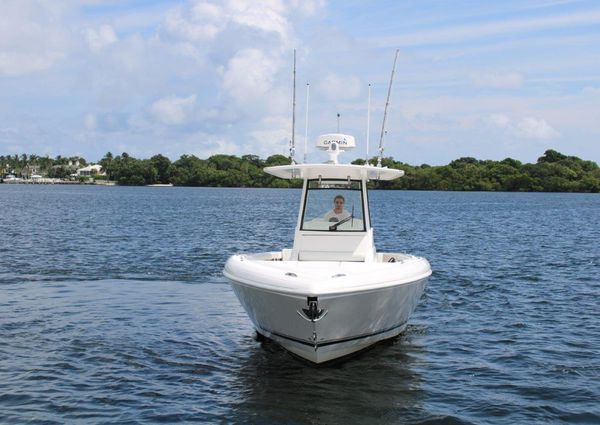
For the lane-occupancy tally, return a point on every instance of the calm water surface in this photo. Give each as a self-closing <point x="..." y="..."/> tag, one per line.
<point x="113" y="309"/>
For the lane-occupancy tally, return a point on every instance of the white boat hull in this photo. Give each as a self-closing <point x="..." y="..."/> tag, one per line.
<point x="353" y="315"/>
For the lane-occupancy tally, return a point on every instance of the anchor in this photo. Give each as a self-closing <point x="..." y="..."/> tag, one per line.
<point x="313" y="313"/>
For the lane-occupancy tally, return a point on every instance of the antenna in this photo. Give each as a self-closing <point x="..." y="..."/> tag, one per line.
<point x="293" y="141"/>
<point x="306" y="126"/>
<point x="387" y="104"/>
<point x="368" y="124"/>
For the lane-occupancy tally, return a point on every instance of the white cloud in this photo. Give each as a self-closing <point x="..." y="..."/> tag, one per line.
<point x="90" y="122"/>
<point x="174" y="110"/>
<point x="100" y="38"/>
<point x="205" y="20"/>
<point x="527" y="127"/>
<point x="249" y="75"/>
<point x="340" y="87"/>
<point x="460" y="33"/>
<point x="499" y="120"/>
<point x="591" y="90"/>
<point x="202" y="22"/>
<point x="509" y="80"/>
<point x="536" y="128"/>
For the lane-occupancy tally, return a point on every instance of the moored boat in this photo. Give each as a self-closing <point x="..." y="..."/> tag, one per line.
<point x="332" y="293"/>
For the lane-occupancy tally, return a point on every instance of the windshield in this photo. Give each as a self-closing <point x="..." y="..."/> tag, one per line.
<point x="333" y="205"/>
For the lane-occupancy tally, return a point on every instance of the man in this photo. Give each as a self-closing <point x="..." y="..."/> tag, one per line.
<point x="338" y="212"/>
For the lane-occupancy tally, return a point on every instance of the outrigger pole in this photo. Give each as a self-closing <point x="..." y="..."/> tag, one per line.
<point x="306" y="124"/>
<point x="293" y="141"/>
<point x="387" y="103"/>
<point x="368" y="124"/>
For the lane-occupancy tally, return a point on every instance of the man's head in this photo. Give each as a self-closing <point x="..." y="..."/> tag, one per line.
<point x="338" y="204"/>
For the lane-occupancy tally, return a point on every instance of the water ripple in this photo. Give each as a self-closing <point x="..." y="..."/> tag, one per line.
<point x="114" y="310"/>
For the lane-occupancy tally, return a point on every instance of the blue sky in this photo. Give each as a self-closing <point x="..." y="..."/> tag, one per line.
<point x="474" y="78"/>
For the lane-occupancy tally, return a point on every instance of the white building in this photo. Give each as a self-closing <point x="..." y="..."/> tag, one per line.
<point x="90" y="170"/>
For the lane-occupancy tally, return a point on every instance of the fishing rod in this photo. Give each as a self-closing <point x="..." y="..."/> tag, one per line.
<point x="293" y="141"/>
<point x="387" y="104"/>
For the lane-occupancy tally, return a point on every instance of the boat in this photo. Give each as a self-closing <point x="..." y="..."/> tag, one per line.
<point x="331" y="294"/>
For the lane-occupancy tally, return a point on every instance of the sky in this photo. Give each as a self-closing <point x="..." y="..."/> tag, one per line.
<point x="484" y="79"/>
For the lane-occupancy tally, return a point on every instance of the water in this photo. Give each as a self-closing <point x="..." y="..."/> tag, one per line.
<point x="113" y="309"/>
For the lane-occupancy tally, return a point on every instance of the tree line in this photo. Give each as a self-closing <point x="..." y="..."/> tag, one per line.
<point x="553" y="172"/>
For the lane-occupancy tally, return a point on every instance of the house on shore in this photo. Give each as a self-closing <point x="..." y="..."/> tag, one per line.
<point x="90" y="170"/>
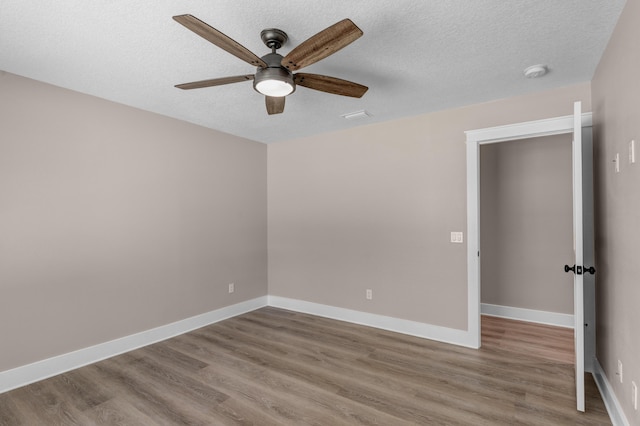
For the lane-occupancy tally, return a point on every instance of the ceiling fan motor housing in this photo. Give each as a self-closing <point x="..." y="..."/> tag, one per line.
<point x="276" y="76"/>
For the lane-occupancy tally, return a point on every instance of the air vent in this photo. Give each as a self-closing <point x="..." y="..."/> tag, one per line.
<point x="356" y="115"/>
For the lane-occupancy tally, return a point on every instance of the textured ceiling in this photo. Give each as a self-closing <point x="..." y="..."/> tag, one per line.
<point x="416" y="56"/>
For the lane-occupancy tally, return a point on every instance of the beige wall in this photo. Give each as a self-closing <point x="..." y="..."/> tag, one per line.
<point x="373" y="207"/>
<point x="616" y="95"/>
<point x="114" y="220"/>
<point x="526" y="223"/>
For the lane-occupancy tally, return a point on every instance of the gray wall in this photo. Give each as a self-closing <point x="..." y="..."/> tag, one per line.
<point x="616" y="92"/>
<point x="526" y="223"/>
<point x="114" y="220"/>
<point x="373" y="207"/>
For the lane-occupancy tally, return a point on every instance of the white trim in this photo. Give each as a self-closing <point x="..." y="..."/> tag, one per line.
<point x="475" y="138"/>
<point x="529" y="315"/>
<point x="526" y="130"/>
<point x="40" y="370"/>
<point x="616" y="414"/>
<point x="412" y="328"/>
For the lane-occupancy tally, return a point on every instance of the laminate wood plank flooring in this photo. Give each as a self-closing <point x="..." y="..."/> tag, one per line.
<point x="277" y="367"/>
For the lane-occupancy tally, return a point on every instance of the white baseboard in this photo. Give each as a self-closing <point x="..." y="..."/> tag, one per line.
<point x="608" y="396"/>
<point x="20" y="376"/>
<point x="530" y="315"/>
<point x="413" y="328"/>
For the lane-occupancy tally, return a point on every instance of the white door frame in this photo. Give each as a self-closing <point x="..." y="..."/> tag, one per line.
<point x="475" y="138"/>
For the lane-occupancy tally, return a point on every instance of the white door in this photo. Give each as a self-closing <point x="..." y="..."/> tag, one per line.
<point x="578" y="278"/>
<point x="584" y="285"/>
<point x="583" y="269"/>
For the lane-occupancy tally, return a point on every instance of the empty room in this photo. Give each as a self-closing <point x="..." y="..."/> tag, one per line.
<point x="324" y="213"/>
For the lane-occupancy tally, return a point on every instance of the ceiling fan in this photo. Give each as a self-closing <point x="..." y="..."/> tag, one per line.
<point x="274" y="77"/>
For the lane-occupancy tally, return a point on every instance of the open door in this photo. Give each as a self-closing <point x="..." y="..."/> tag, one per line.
<point x="578" y="242"/>
<point x="584" y="283"/>
<point x="583" y="270"/>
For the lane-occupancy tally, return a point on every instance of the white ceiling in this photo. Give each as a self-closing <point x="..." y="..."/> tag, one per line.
<point x="416" y="56"/>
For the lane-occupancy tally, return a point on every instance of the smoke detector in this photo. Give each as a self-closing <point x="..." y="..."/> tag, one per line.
<point x="535" y="71"/>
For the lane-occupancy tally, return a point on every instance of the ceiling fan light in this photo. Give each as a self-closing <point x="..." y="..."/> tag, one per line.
<point x="274" y="88"/>
<point x="275" y="82"/>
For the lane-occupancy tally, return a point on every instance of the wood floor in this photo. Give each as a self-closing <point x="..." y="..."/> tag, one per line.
<point x="276" y="367"/>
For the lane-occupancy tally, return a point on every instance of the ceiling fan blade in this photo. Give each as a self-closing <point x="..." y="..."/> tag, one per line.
<point x="214" y="82"/>
<point x="222" y="41"/>
<point x="321" y="45"/>
<point x="328" y="84"/>
<point x="275" y="105"/>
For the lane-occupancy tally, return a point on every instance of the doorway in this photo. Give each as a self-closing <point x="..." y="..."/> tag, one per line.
<point x="579" y="125"/>
<point x="526" y="223"/>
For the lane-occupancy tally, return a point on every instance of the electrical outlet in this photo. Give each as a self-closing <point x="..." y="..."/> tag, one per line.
<point x="620" y="370"/>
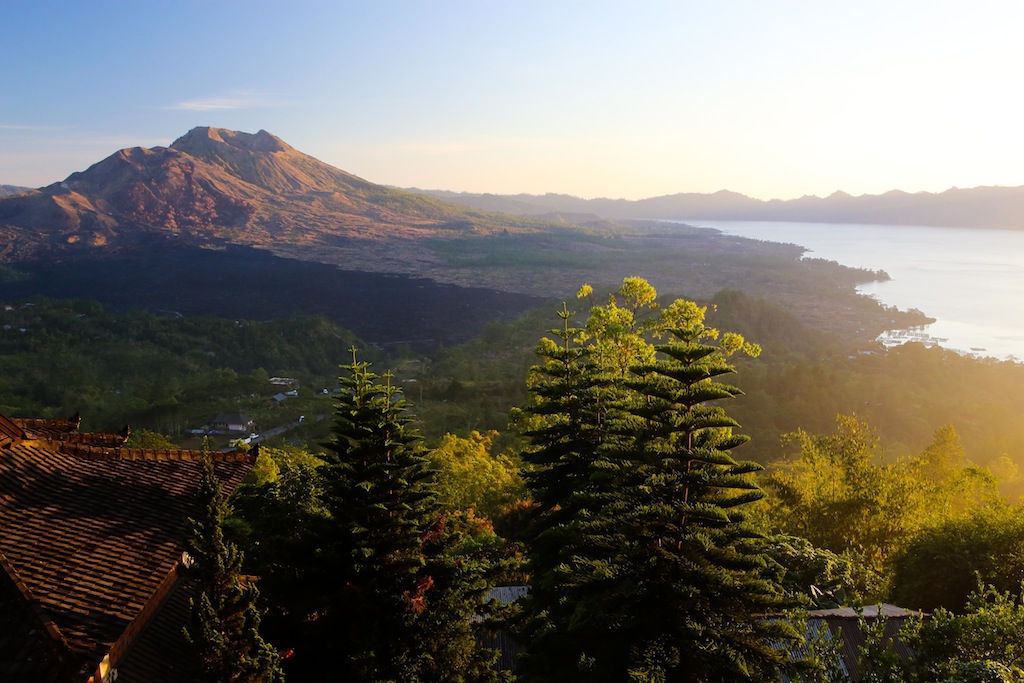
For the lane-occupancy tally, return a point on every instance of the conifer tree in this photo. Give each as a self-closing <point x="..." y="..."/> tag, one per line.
<point x="225" y="620"/>
<point x="653" y="574"/>
<point x="401" y="600"/>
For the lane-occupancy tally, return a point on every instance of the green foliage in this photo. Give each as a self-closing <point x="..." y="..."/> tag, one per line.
<point x="839" y="494"/>
<point x="157" y="373"/>
<point x="943" y="564"/>
<point x="982" y="643"/>
<point x="643" y="564"/>
<point x="829" y="580"/>
<point x="225" y="621"/>
<point x="376" y="582"/>
<point x="471" y="476"/>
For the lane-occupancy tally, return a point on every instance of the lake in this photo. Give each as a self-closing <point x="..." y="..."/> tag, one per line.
<point x="970" y="280"/>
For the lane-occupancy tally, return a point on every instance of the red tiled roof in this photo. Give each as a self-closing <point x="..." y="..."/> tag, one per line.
<point x="90" y="538"/>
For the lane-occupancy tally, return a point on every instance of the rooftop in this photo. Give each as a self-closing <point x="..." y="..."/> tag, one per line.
<point x="90" y="542"/>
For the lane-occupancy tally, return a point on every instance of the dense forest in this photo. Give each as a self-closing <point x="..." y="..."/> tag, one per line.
<point x="869" y="475"/>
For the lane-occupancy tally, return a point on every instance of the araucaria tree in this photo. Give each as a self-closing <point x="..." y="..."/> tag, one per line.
<point x="643" y="567"/>
<point x="224" y="626"/>
<point x="400" y="599"/>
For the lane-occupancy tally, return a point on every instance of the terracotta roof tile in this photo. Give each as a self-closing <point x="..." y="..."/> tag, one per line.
<point x="92" y="534"/>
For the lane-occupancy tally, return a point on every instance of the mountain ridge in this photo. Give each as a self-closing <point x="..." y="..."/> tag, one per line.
<point x="217" y="186"/>
<point x="993" y="207"/>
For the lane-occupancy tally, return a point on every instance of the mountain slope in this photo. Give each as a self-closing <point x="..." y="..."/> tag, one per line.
<point x="219" y="186"/>
<point x="978" y="207"/>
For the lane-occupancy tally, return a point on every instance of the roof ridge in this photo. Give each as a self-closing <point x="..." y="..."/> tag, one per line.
<point x="104" y="452"/>
<point x="10" y="428"/>
<point x="57" y="424"/>
<point x="54" y="636"/>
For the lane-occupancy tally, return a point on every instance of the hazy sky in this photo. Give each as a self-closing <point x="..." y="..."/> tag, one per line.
<point x="772" y="99"/>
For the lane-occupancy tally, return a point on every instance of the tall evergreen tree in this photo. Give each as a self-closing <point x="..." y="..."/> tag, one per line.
<point x="225" y="620"/>
<point x="643" y="567"/>
<point x="401" y="600"/>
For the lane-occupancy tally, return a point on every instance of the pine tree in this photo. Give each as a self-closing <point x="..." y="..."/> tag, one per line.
<point x="642" y="565"/>
<point x="224" y="626"/>
<point x="401" y="600"/>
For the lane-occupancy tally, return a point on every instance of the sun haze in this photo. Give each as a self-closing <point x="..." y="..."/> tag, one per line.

━━━━━━━━━━━━━━━━

• [Instrucciones de la tarea]: Organiza como tabla Markdown las líneas de los registros, empezando por la que contiene "of the tall" y terminando al final de los registros, ambas incluidas. Usa las columnas Número, con el número de fila, y Línea del registro, y omite las líneas en blanco.

• [Problema resuelto]:
| Número | Línea del registro |
|---|---|
| 1 | For the lane-occupancy tally, return a point on every instance of the tall evergreen tree in this photo. Give each as a self-closing <point x="..." y="..."/> tag, one per line. |
| 2 | <point x="225" y="620"/> |
| 3 | <point x="643" y="567"/> |
| 4 | <point x="401" y="600"/> |
| 5 | For the lane-occupancy tally, return a point on every instance of the pine tree in this photo. Give each as a self-closing <point x="..." y="..."/> tag, one per line. |
| 6 | <point x="642" y="565"/> |
| 7 | <point x="224" y="626"/> |
| 8 | <point x="401" y="600"/> |
| 9 | For the lane-occupancy tally, return a point on every instance of the sun haze in this photo. Give each as a self-closing <point x="..." y="..."/> tag, one per line. |